> **SET EXERCISE**: Can you reproduce the listing, starting at the line that contains "of the neighbouring" and ending at the end of the listing, with "movement-pattern feed" swapped for "motion-pattern feed" and nothing else changed?

> **ENTRIES**:
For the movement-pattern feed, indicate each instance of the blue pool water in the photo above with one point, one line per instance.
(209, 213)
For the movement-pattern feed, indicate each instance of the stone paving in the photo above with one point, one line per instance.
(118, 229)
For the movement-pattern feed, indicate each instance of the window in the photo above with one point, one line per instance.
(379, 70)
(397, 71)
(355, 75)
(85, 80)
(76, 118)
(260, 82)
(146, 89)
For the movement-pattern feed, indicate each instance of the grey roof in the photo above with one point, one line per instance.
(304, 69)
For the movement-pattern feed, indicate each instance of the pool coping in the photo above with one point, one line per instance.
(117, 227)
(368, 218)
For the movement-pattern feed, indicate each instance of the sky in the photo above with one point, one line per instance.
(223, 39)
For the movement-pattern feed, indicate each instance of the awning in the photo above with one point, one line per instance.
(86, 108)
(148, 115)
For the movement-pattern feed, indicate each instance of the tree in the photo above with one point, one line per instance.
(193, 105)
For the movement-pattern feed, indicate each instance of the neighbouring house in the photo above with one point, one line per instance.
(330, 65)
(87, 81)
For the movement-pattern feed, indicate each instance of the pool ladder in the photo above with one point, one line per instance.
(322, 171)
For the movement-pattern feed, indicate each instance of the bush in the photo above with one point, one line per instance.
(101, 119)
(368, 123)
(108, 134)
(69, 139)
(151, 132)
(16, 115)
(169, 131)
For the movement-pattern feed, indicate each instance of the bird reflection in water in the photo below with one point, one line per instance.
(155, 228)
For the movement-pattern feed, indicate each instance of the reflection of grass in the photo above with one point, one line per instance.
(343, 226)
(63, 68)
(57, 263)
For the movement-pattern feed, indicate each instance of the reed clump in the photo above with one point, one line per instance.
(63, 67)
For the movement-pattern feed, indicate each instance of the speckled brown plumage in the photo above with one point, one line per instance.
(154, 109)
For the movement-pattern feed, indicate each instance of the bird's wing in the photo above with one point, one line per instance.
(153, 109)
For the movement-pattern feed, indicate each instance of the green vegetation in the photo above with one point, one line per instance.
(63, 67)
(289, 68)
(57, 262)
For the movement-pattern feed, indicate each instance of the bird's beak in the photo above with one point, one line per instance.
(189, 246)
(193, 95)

> **RESULT**:
For the motion-pattern feed, indicate each instance of the neighbouring house in the photo above with one point, one line per instance.
(330, 65)
(87, 81)
For the motion-pattern feed, indicate each instance of the pool ladder in the photo above with one point, one line per instance.
(322, 171)
For the motion-pattern feed, indicate each instance of the bush in the photo above with one point, one line per instance.
(101, 119)
(368, 123)
(108, 134)
(69, 139)
(151, 132)
(16, 115)
(169, 131)
For the motion-pattern feed, indicate each instance of the bird reflection in water in the photo below with one point, one line per instance.
(155, 228)
For the motion-pattern feed, indicate each instance of the reflection of grass in the photo above with one point, one line per instance.
(343, 226)
(63, 68)
(57, 263)
For the motion-pattern feed, indicate each instance of the reed clump in the photo above with one point, one line per instance.
(63, 67)
For the motion-pattern feed, indicate each instance of the speckled brown plumage in the photo above with one point, one line per instance.
(154, 109)
For the motion-pattern feed, indicate each instance of the bird's wing in the photo above with one point, one line per instance.
(153, 109)
For the motion-pattern feed, indicate each instance of the green vegetation in the photo above with one point, one line per instance.
(63, 67)
(289, 68)
(57, 262)
For the motion-pattern feed, indicate each instance of the bird's beak in the photo above with one point, one line per instance.
(189, 246)
(193, 95)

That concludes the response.